→ **Task instructions**: Let the answer be the lines from the one with "Objective: one point per instance of the green" to the end of the entries, copied exactly with both boundary lines kept.

→ **Source material**:
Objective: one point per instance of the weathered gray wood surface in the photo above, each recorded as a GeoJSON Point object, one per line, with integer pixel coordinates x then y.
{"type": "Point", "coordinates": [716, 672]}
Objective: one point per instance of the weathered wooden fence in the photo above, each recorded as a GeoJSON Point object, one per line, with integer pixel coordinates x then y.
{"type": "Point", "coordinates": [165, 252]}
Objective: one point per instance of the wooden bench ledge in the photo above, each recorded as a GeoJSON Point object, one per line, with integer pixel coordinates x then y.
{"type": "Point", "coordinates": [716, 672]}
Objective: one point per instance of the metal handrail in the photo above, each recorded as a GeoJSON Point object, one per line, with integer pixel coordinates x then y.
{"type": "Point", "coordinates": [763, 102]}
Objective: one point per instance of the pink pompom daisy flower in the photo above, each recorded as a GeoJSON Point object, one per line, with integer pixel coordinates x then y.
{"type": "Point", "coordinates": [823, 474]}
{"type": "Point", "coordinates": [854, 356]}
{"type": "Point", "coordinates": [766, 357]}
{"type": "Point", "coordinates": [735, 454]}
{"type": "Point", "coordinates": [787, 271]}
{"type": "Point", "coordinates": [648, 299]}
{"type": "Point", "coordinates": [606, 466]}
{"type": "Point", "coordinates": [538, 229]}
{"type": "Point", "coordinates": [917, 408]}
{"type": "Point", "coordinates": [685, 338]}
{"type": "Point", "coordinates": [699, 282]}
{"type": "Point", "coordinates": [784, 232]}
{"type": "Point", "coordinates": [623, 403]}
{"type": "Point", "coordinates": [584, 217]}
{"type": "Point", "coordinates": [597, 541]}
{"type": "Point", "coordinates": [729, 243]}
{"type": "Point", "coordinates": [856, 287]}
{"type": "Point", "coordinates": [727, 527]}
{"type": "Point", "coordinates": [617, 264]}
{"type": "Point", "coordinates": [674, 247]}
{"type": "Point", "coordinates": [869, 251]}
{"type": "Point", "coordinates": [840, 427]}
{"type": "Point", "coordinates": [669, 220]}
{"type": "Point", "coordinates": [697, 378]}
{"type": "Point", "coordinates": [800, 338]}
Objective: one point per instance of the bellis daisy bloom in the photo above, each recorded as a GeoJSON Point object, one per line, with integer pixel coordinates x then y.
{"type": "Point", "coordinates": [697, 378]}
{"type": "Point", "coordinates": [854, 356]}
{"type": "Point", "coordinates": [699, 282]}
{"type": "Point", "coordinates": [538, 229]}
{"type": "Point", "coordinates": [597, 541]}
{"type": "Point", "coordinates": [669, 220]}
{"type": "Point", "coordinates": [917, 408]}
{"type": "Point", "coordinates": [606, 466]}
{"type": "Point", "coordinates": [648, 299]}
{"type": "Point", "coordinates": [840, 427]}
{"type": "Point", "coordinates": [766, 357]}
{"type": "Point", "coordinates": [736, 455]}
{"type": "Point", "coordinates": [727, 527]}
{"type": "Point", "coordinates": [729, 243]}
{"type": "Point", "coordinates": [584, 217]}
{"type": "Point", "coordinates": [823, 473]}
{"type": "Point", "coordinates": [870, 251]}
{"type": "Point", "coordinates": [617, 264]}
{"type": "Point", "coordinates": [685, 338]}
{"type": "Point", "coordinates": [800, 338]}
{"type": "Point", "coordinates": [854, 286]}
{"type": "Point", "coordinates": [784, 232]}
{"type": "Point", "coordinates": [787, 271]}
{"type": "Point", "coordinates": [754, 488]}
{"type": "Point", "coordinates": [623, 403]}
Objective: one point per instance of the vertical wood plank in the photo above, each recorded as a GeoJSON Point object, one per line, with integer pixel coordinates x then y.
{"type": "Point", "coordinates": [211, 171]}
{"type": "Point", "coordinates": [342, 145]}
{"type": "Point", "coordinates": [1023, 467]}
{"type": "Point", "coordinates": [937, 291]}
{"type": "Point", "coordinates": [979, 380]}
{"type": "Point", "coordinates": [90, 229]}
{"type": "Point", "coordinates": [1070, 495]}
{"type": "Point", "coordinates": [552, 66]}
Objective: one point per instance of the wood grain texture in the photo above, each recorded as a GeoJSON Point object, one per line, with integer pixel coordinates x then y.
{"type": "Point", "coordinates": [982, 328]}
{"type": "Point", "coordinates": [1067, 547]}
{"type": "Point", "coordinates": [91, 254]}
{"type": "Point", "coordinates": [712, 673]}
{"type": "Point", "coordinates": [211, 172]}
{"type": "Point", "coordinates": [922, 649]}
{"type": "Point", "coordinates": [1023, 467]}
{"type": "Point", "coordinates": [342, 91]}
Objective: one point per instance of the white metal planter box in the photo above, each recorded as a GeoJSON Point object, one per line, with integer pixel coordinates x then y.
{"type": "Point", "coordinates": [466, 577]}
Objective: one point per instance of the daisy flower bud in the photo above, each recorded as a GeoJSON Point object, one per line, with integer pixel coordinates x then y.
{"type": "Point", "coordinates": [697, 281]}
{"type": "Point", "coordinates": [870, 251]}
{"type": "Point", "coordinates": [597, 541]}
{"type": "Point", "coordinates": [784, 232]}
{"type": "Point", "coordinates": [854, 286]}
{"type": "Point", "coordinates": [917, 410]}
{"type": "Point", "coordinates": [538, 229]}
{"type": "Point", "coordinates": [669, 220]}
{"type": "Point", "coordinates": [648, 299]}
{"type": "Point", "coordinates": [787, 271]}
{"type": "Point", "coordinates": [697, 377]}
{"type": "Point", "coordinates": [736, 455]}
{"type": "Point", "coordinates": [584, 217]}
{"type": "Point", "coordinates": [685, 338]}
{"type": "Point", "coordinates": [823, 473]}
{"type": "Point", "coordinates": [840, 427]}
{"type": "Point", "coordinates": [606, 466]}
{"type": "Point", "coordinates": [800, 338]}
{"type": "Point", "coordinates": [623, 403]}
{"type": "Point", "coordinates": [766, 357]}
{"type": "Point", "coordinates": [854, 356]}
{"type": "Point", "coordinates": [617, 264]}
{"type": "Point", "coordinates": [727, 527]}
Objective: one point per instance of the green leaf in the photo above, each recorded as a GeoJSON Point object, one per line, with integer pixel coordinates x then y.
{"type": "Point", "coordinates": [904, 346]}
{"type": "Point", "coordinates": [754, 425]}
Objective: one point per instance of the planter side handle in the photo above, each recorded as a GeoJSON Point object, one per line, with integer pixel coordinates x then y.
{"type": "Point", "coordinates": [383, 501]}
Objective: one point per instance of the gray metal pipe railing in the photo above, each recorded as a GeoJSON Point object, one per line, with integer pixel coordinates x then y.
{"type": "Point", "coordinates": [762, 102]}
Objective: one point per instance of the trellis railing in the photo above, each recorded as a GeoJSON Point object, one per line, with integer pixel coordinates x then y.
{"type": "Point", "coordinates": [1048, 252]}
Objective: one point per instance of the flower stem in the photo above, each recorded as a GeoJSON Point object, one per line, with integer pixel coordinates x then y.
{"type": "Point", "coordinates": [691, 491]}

→ **Exercise answer**:
Objective: one point per instance of the green leaf in the photo above, each recorded as a GeoJSON Point object, one per line, with integer pixel coordinates x then y.
{"type": "Point", "coordinates": [904, 346]}
{"type": "Point", "coordinates": [754, 425]}
Objective: one point per instance of the planter side handle in the photo above, each recorded as a GeoJSON Point object, one per line, with integer pixel coordinates x then y.
{"type": "Point", "coordinates": [383, 501]}
Objective: one point per instance of the gray metal pipe railing in the photo above, each recorded as a GeoJSON Point object, one per line, with integer pixel coordinates x then y.
{"type": "Point", "coordinates": [762, 102]}
Objective: one point per instance of the trellis railing in the photo above, each recorded as a GeoJSON Point object, one per line, with integer pixel coordinates x then y.
{"type": "Point", "coordinates": [1048, 252]}
Objective: one point per instance of the flower stem in the photo above, each recorded as a GeoJSON Point object, one per line, with integer pixel coordinates x then y.
{"type": "Point", "coordinates": [691, 491]}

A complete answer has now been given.